▸ **Stated exercise 1**
On what date was the mailing list message sent?

-- Start of Supplied passage --

All of lore.kernel.org
 help / color / mirror / Atom feed
From: "Yang, Weijiang" <weijiang.yang@intel.com>
To: Sean Christopherson <seanjc@google.com>
Cc: <pbonzini@redhat.com>, <kvm@vger.kernel.org>,
	<linux-kernel@vger.kernel.org>, <chao.gao@intel.com>,
	<rick.p.edgecombe@intel.com>, <mlevitsk@redhat.com>,
	<john.allen@amd.com>, Aaron Lewis <aaronlewis@google.com>,
	Jim Mattson <jmattson@google.com>,
	Oliver Upton <oupton@google.com>,
	Mingwei Zhang <mizhang@google.com>
Subject: Re: [PATCH v10 20/27] KVM: VMX: Emulate read and write to CET MSRs
Date: Wed, 13 Mar 2024 17:43:12 +0800	[thread overview]
Message-ID: <9f820b96-0e4b-4cdc-93ff-f63aed829f0d@intel.com> (raw)
In-Reply-To: <ZfDdS8rtVtyEr0UR@google.com>

On 3/13/2024 6:55 AM, Sean Christopherson wrote:
> -non-KVM people, +Mingwei, Aaron, Oliver, and Jim
>
> On Sun, Feb 18, 2024, Yang Weijiang wrote:
>>   	case MSR_IA32_PERF_CAPABILITIES:
>>   		if (data && !vcpu_to_pmu(vcpu)->version)
>>   			return 1;
> Ha, perfect, this is already in the diff context.
>
>> diff --git a/arch/x86/kvm/x86.c b/arch/x86/kvm/x86.c
>> index c0ed69353674..281c3fe728c5 100644
>> --- a/arch/x86/kvm/x86.c
>> +++ b/arch/x86/kvm/x86.c
>> @@ -1849,6 +1849,36 @@ bool kvm_msr_allowed(struct kvm_vcpu *vcpu, u32 index, u32 type)

-- End of Supplied passage --
-- Start of Extracted information --

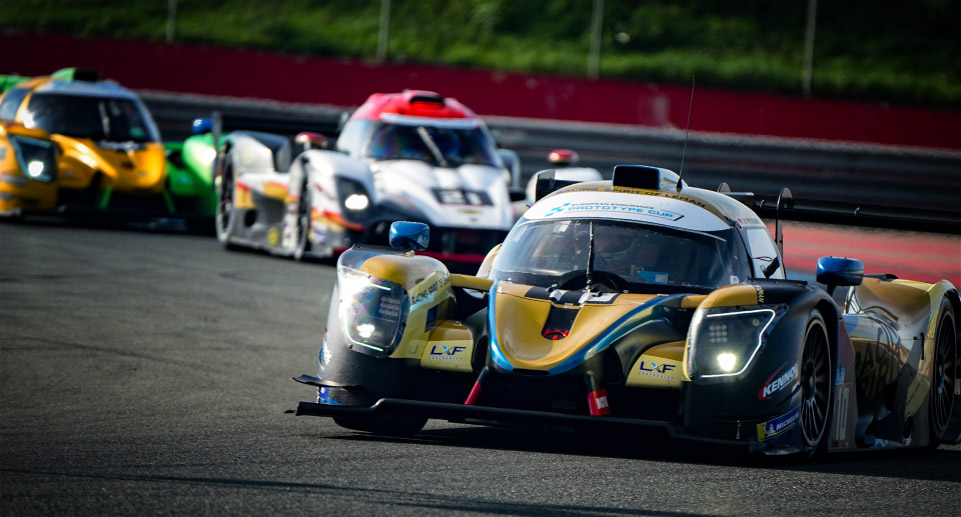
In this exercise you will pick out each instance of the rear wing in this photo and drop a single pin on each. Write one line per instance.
(851, 214)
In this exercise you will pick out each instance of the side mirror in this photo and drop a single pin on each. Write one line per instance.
(311, 140)
(409, 235)
(835, 271)
(202, 125)
(513, 165)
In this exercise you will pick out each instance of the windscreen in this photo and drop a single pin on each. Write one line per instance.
(445, 146)
(569, 253)
(98, 118)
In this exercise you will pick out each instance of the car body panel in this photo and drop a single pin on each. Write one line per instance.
(523, 343)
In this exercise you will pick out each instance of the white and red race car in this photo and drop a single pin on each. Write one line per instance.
(413, 156)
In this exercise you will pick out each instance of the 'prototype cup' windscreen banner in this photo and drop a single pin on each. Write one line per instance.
(630, 207)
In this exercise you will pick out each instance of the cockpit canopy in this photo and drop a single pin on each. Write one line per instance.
(615, 255)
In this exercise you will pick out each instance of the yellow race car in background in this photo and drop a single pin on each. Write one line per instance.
(72, 143)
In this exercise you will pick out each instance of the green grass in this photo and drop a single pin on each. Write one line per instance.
(881, 50)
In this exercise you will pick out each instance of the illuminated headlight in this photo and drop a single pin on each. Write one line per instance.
(37, 158)
(724, 340)
(373, 311)
(356, 202)
(35, 169)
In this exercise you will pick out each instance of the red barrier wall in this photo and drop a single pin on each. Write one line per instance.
(340, 82)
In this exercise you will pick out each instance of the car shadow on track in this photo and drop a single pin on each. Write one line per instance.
(943, 464)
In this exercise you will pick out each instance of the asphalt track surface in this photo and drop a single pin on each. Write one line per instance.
(148, 373)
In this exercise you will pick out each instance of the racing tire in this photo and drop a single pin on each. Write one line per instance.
(303, 223)
(944, 374)
(224, 219)
(391, 424)
(815, 381)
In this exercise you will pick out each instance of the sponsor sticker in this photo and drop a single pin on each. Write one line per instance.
(772, 428)
(446, 353)
(652, 369)
(631, 207)
(778, 381)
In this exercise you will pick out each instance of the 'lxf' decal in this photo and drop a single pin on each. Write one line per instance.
(554, 335)
(653, 369)
(446, 352)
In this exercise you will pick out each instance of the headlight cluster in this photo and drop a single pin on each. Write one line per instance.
(353, 196)
(37, 158)
(373, 311)
(724, 340)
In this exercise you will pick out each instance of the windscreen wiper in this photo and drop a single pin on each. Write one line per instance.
(429, 142)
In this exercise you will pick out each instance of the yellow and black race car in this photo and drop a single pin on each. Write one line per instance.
(641, 303)
(72, 143)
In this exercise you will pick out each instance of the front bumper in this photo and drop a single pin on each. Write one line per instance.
(493, 415)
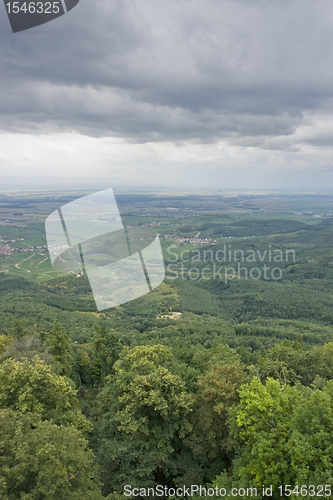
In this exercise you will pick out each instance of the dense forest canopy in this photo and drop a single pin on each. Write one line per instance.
(213, 378)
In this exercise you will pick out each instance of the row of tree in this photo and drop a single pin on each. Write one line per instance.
(83, 421)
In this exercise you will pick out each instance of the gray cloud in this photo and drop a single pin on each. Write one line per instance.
(173, 70)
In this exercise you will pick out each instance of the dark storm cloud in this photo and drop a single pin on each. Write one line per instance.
(241, 70)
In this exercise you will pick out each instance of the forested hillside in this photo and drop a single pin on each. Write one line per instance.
(223, 381)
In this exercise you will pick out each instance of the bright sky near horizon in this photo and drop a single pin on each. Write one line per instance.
(181, 93)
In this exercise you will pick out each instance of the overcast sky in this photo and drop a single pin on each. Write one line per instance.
(188, 93)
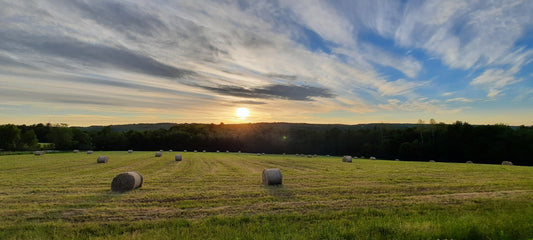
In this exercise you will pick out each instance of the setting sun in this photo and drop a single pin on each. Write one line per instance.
(243, 113)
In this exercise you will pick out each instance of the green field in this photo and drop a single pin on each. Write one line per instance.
(220, 196)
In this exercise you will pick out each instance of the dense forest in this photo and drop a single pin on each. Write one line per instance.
(457, 142)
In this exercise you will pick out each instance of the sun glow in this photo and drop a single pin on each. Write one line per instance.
(242, 113)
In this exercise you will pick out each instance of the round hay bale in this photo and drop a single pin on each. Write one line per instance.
(126, 182)
(347, 158)
(102, 159)
(272, 176)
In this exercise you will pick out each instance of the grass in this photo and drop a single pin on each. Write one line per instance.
(220, 196)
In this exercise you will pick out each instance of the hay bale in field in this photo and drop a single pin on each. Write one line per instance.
(347, 158)
(102, 159)
(126, 182)
(272, 176)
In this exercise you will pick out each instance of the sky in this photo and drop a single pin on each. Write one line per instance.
(348, 62)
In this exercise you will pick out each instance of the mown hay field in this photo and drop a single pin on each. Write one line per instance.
(220, 196)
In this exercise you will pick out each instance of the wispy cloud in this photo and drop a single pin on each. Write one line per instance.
(313, 57)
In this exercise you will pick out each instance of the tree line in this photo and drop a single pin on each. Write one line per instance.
(457, 142)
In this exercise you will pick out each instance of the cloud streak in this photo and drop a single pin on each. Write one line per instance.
(317, 58)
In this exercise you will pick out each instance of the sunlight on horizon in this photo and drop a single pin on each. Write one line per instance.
(242, 113)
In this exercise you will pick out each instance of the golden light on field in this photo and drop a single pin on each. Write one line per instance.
(242, 113)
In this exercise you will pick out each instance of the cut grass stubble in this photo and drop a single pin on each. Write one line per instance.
(219, 195)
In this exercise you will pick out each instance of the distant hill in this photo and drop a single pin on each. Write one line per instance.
(166, 126)
(135, 127)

-- End of Extracted information --

▸ **Stated exercise 2**
In the records, from the line containing "of the mown" through the end of the records, replace every "drop" with "place" and change nothing else. Give only those lines.

▸ **Final result 1**
Wed, 13 Mar 2024

▸ **Final result 2**
In this exercise you will pick out each instance of the mown hay field in this photo and place a single pin on each. Write one line per instance.
(220, 196)
In this exercise you will pick out each instance of the wispy cloud in this photo and place a single pin on each. Write one line per instance.
(313, 57)
In this exercise you will pick out each instance of the tree line in this photo and place a single pin on each. Write one line per instance.
(457, 142)
In this exercise you will pick out each instance of the cloud streak in this photo and place a single pin on each. Write one line per instance.
(317, 58)
In this exercise you will pick out each instance of the sunlight on horizon in this photo and place a single pin on each. Write one line per instance.
(242, 113)
In this exercise you will pick out each instance of the golden light on field in this photo and place a single pin on each. Write one line per instance.
(242, 113)
In this exercise you will pick out each instance of the cut grass stubble in this photo and place a single pin on each. Write one line per instance.
(219, 195)
In this exercise you will pick out each instance of the distant hill in this photo and place a single pin on each. Write one line per instance.
(166, 126)
(135, 127)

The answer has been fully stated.